■ Text passage
--- Begin ---

Addison certainly tried hard to bear himself in such a manner as to calm down those unreasonable suspicions. Pope had desired him to look over the first books of his Iliad. Addison asked him to dine with him at a tavern, and there told him that he would rather be excused from it at that time, since his friend Tickell, when at Oxford, had translated the first book of that poem, and was about to submit it to the world. Tickell had desired him to examine it; and if, at the same time, he should do the same service for another, it might place him in a delicate position between the two. Now, in common cases, there could be no reason for this caution; but Addison knew his man, and, being well aware how hard it was to keep the peace, was earnest always to keep to the windward of every affair in which it might be endangered. Pope, however, did not see through his reasons; he told him that Tickell had a perfect right to publish his translation, and he to look it over; but if the first book was thus precluded, he would be glad to send him the second. Addison thus found it impossible to escape; he looked over it, and in a few days returned it with high expressions of praise. Afterwards, when Pope's first four books were ready for the subscribers, Tickell published his first book, and this appears to have rekindled all his former suspicion.

--- End ---

■ Prompt
Answer these questions from the passage about Addison and Pope:
1. Where did Addison invite Pope to dine?
2. Which book did Pope offer to send once the first book was ruled out?
3. At what point did Tickell publish his first book?

■ Entries provided
--- Begin ---

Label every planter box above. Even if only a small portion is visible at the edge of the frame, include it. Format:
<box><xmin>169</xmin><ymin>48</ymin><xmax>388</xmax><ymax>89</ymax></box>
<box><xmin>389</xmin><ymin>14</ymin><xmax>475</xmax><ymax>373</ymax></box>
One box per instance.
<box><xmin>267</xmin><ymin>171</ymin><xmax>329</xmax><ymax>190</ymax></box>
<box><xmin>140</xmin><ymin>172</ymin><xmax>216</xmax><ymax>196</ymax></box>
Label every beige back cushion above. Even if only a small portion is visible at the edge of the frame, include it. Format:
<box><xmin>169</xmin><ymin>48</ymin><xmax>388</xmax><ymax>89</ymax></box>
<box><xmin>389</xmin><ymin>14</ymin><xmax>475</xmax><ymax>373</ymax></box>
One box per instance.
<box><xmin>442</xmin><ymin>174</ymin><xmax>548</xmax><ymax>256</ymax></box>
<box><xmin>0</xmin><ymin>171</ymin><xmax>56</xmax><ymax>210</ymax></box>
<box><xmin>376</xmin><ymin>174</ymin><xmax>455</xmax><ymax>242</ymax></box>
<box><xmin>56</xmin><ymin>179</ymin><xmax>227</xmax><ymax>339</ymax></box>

--- End ---
--- Begin ---

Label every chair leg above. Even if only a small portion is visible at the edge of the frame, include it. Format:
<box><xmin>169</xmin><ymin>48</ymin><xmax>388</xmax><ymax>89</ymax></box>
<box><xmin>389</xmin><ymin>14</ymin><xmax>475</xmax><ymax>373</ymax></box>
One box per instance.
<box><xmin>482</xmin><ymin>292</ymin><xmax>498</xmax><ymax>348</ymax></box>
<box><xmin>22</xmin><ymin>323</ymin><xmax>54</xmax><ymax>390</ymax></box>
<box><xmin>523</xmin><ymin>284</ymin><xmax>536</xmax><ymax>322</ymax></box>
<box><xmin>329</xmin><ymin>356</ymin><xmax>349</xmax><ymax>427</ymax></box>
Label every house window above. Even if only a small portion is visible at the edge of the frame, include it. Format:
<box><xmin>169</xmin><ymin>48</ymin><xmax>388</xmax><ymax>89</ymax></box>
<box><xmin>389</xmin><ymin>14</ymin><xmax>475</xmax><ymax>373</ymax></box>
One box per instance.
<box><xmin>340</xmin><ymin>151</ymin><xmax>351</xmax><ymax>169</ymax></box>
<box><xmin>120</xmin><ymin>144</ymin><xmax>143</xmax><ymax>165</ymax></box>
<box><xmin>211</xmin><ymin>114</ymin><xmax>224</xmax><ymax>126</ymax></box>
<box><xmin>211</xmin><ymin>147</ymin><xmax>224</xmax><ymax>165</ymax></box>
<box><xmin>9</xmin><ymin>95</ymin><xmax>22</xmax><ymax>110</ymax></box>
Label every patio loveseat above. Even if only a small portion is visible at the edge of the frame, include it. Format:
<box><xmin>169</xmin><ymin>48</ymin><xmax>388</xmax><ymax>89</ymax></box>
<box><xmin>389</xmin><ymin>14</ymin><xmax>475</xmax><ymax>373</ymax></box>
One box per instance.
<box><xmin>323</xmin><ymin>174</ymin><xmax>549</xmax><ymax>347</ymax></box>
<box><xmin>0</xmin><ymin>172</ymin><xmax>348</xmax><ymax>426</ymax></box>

--- End ---

■ Output
1. At a tavern.
2. The second book.
3. When Pope's first four books were ready for the subscribers.